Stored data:
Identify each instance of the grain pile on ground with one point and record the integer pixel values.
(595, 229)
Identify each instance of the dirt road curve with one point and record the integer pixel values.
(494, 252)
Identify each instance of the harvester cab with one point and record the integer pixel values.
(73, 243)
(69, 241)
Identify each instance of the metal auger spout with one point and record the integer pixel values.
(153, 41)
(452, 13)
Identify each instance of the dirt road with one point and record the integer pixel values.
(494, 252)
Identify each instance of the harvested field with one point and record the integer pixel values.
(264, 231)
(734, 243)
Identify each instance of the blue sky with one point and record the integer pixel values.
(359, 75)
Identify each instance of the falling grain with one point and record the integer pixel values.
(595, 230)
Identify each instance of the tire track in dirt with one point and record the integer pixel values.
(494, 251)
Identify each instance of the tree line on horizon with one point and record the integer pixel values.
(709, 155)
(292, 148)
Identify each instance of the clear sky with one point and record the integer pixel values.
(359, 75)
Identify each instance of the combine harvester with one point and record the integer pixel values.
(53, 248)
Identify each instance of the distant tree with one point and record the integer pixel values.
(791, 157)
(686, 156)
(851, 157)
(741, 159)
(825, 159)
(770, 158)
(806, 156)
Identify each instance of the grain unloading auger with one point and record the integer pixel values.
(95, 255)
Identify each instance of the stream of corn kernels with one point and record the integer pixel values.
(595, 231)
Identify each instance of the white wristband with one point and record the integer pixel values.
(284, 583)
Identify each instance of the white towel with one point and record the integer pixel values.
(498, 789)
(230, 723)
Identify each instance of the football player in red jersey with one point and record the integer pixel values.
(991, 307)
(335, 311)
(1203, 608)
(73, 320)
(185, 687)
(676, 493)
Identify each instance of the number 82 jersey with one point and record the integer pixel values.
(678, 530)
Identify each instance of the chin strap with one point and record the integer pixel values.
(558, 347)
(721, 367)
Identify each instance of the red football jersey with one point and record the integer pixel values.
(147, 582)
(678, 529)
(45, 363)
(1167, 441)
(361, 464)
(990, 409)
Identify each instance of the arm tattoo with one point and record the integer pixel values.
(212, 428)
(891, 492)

Assigned task. Output every line of the data again, exactly.

Written answer.
Identify each instance of the grain pile on ground with one point and record the integer pixel values.
(595, 229)
Identify each instance of the dirt road curve with one point and record the integer pixel values.
(494, 252)
Identify each instance of the harvester cab with one point and record the integer pixel values.
(73, 243)
(69, 241)
Identify each instance of the metal auger spout with one point and record the integer pixel values.
(153, 41)
(452, 13)
Identify each instance of the dirt road with one point and record the integer pixel values.
(494, 252)
Identify each instance of the harvested field with one point and record the integer pixel values.
(264, 231)
(734, 243)
Identify each instance of the blue sky with one point and record the integer pixel values.
(359, 75)
Identify each instance of the falling grain with one point and record the integer pixel values.
(595, 230)
Identify each instance of the tire track in dirt with one point and record the integer pixel values.
(494, 251)
Identify each instance of the tree line on horizon with one point and record the integer pixel values.
(709, 155)
(292, 148)
Identify each instance of the clear sky with one point and record the integer pixel values.
(359, 75)
Identify each instance of the combine harvester with one point and record the integer pixel values.
(53, 248)
Identify each instance of the distant tree with one point and record the integer pixel values.
(791, 157)
(686, 156)
(851, 157)
(741, 159)
(825, 159)
(770, 158)
(806, 156)
Identify each instance of the grain unloading auger with one point and record the integer pixel values.
(95, 255)
Identify each instance of the stream of corn kernels with one point and record the integer pixel values.
(595, 231)
Identify each instance of the white wristband with one point and record the integer pixel values.
(284, 583)
Identify each instance of the white towel with one point and record the integer pixel values.
(498, 789)
(230, 723)
Identify each instance of the football player in red jersey with one point and record the integer pixel values.
(991, 307)
(335, 311)
(1203, 608)
(73, 320)
(185, 687)
(676, 493)
Identify each instance of the number 82 jersey with one point and record the integer pixel values.
(678, 530)
Identify each instance of the chin strap with one point and record the integer pixel values.
(558, 347)
(721, 367)
Identify each instance of the red football jersey with one point and record the integer pixel values.
(147, 582)
(678, 529)
(45, 363)
(1167, 441)
(361, 464)
(990, 409)
Identify each instance of the arm tattoo with one point and record the integer pixel values.
(212, 428)
(891, 492)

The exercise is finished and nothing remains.